Pointing dataset excerpts:
----------

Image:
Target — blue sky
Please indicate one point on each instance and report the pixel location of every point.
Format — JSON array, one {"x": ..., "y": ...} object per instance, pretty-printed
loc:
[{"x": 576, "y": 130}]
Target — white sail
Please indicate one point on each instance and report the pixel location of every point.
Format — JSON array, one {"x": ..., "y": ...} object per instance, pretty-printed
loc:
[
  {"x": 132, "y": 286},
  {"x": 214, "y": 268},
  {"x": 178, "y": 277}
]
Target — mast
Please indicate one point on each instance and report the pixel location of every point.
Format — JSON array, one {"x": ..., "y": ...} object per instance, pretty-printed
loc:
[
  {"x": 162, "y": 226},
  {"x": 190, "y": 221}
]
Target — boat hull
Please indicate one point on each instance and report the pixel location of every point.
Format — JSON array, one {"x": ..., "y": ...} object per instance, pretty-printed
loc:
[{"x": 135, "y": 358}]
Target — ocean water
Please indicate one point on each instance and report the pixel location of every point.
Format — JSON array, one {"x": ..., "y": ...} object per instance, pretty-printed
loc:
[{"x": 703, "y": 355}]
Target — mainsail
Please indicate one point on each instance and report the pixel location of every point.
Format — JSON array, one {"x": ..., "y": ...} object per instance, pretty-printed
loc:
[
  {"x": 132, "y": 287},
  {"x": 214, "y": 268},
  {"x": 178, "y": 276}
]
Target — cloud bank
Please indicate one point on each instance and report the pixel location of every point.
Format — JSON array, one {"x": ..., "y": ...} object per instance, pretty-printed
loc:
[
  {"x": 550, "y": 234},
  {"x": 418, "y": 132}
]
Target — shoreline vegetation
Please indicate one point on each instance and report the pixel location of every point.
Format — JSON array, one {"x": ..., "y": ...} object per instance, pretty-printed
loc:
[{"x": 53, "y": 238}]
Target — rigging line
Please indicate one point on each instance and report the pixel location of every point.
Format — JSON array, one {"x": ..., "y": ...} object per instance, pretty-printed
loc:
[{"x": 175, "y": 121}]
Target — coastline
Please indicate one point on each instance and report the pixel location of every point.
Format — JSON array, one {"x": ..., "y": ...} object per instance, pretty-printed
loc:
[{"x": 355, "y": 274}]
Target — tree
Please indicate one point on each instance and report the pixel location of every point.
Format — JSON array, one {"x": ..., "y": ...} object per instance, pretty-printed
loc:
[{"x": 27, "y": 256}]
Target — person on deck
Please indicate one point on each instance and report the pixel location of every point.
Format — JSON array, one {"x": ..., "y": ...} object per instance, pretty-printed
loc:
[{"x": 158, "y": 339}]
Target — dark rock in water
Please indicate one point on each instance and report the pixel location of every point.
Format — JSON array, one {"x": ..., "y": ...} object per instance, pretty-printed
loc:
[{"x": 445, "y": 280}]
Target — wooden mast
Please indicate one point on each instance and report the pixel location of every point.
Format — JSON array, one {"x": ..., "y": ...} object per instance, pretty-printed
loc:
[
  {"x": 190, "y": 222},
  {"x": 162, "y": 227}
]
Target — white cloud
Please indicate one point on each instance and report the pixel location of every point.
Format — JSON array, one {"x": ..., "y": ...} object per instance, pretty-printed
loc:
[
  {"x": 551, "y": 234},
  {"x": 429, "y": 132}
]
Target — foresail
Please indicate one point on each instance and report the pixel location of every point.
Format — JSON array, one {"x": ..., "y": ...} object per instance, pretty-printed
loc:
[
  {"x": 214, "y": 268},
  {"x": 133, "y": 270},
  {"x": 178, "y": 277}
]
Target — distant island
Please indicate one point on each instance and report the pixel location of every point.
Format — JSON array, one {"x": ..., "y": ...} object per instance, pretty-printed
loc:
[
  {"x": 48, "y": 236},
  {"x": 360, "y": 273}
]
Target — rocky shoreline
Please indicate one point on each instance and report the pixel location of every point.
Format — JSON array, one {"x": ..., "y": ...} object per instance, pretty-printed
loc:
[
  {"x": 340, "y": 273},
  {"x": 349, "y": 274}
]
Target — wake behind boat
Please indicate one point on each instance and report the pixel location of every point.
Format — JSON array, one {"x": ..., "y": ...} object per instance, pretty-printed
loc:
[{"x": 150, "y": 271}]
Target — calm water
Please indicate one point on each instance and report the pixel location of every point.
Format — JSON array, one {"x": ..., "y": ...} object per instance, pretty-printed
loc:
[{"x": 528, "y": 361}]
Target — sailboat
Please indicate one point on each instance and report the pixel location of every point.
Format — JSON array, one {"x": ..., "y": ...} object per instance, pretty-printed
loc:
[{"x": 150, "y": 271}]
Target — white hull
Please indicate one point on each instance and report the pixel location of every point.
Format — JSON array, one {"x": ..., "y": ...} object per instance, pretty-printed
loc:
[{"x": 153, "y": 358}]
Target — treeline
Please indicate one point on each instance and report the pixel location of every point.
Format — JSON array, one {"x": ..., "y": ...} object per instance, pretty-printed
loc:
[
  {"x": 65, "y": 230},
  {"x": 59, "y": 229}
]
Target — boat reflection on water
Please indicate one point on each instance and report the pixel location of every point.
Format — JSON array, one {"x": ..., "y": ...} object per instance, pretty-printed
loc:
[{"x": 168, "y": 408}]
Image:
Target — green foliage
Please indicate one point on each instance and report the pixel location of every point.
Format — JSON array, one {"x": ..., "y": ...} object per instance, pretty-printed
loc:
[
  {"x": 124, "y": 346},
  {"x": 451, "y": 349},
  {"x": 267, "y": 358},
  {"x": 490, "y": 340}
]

----------

Without omitting anything, output the entries exactly.

Image:
Target — blue sky
Please indicate one point on each instance and report the pixel location of every point.
Format — JSON array, one {"x": ..., "y": ...} object per instance, pretty-printed
loc:
[{"x": 576, "y": 130}]
Target — white sail
Please indicate one point on each instance and report the pixel location of every point.
Format — JSON array, one {"x": ..., "y": ...} object per instance, pretty-printed
loc:
[
  {"x": 132, "y": 286},
  {"x": 214, "y": 268},
  {"x": 178, "y": 277}
]
Target — mast
Please indicate one point on each instance and report the pixel location of every point.
Format — JSON array, one {"x": ..., "y": ...} object per instance, pretty-printed
loc:
[
  {"x": 162, "y": 226},
  {"x": 190, "y": 221}
]
Target — boat hull
Please indicate one point on each instance and report the pixel location of every point.
Format — JSON array, one {"x": ..., "y": ...} object per instance, pretty-printed
loc:
[{"x": 135, "y": 358}]
Target — ocean water
Please indicate one point on each instance and report the pixel location of every point.
Format — JSON array, one {"x": ..., "y": ...} object per instance, pretty-printed
loc:
[{"x": 703, "y": 355}]
Target — mainsail
Please indicate one point on each instance and report the pixel location of every point.
Format — JSON array, one {"x": ..., "y": ...} object per instance, pretty-printed
loc:
[
  {"x": 132, "y": 287},
  {"x": 214, "y": 268},
  {"x": 178, "y": 276}
]
Target — cloud bank
Please indicate one point on each instance and report the pixel location of every point.
Format — JSON array, one {"x": ..., "y": ...} object per instance, pretty-printed
loc:
[
  {"x": 550, "y": 234},
  {"x": 418, "y": 132}
]
Target — shoreline vegetation
Please indicate one point on each instance and report the pixel location of every point.
Format — JSON array, one {"x": ..., "y": ...} object per instance, pretty-printed
loc:
[{"x": 53, "y": 238}]
Target — rigging line
Please indicate one point on each instance and report the pixel location of every point.
Format — JSON array, one {"x": ..., "y": ...} object per instance, pretty-printed
loc:
[{"x": 175, "y": 121}]
Target — coastline
Please indicate one point on each instance and report the pixel location of every point.
Format — JSON array, one {"x": ..., "y": ...} object per instance, pretty-printed
loc:
[{"x": 355, "y": 274}]
Target — tree
Please indicate one point on each instance and report the pixel location of every point.
Format — JSON array, one {"x": ..., "y": ...} object per instance, pretty-printed
loc:
[{"x": 27, "y": 256}]
Target — person on deck
Please indicate one point on each instance and report the pixel location of every point.
Format — JSON array, one {"x": ..., "y": ...} object per instance, pretty-printed
loc:
[{"x": 158, "y": 339}]
Target — dark rock in water
Please indicate one point on each instance and report the pixel location of every point.
Format — JSON array, one {"x": ..., "y": ...} object per instance, pretty-printed
loc:
[{"x": 445, "y": 280}]
Target — wooden mast
Please indicate one point on each instance and report the pixel location of every point.
Format — JSON array, one {"x": ..., "y": ...} object per instance, pretty-printed
loc:
[
  {"x": 190, "y": 222},
  {"x": 162, "y": 227}
]
Target — white cloud
Please indicate one point on each instance and report the pixel location of every point.
Format — JSON array, one {"x": ..., "y": ...} object per instance, pretty-printed
loc:
[
  {"x": 551, "y": 234},
  {"x": 429, "y": 132}
]
Target — foresail
Please indicate one point on each instance and report the pixel location of every point.
Format — JSON array, one {"x": ..., "y": ...} object per instance, pretty-printed
loc:
[
  {"x": 214, "y": 268},
  {"x": 133, "y": 270},
  {"x": 178, "y": 277}
]
Target — distant island
Please indicate one point on each instance and report the pixel location of every point.
Format — JSON array, one {"x": ..., "y": ...} object per instance, pretty-printed
loc:
[
  {"x": 48, "y": 236},
  {"x": 360, "y": 273}
]
Target — rocky shoreline
Please indicate one point on each instance and report the pixel location of every point.
Format — JSON array, one {"x": ..., "y": ...} object per instance, pretty-printed
loc:
[
  {"x": 340, "y": 273},
  {"x": 349, "y": 274}
]
Target — wake behind boat
Please indicate one point on each instance and report the pixel location of every point.
Format — JSON array, one {"x": ..., "y": ...} object per instance, pretty-printed
loc:
[{"x": 150, "y": 271}]
Target — calm water
Please indicate one point on each instance and report the pixel location of every point.
Format — JSON array, one {"x": ..., "y": ...} object per instance, pretty-printed
loc:
[{"x": 528, "y": 361}]
Target — sailboat
Please indicate one point on each instance and report the pixel location of every point.
Format — JSON array, one {"x": ..., "y": ...} object per instance, pretty-printed
loc:
[{"x": 150, "y": 271}]
Target — white hull
Please indicate one point on each instance and report the pixel location of every point.
Format — JSON array, one {"x": ..., "y": ...} object per instance, pretty-printed
loc:
[{"x": 153, "y": 358}]
Target — treeline
Please indicate one point on each instance and report the pixel location of every point.
Format — JSON array, one {"x": ..., "y": ...} object per instance, pretty-printed
loc:
[
  {"x": 65, "y": 230},
  {"x": 59, "y": 229}
]
Target — boat reflection on water
Please indicate one point on each instance and report the pixel location of every point.
Format — JSON array, one {"x": ..., "y": ...} object per instance, pretty-printed
loc:
[{"x": 168, "y": 408}]
Image:
Target — green foliage
Please indicate one point on each instance and report the pixel location of every point.
Format — JSON array, one {"x": ..., "y": ...} object per instance, pretty-printed
loc:
[
  {"x": 124, "y": 346},
  {"x": 451, "y": 349},
  {"x": 267, "y": 358},
  {"x": 490, "y": 340}
]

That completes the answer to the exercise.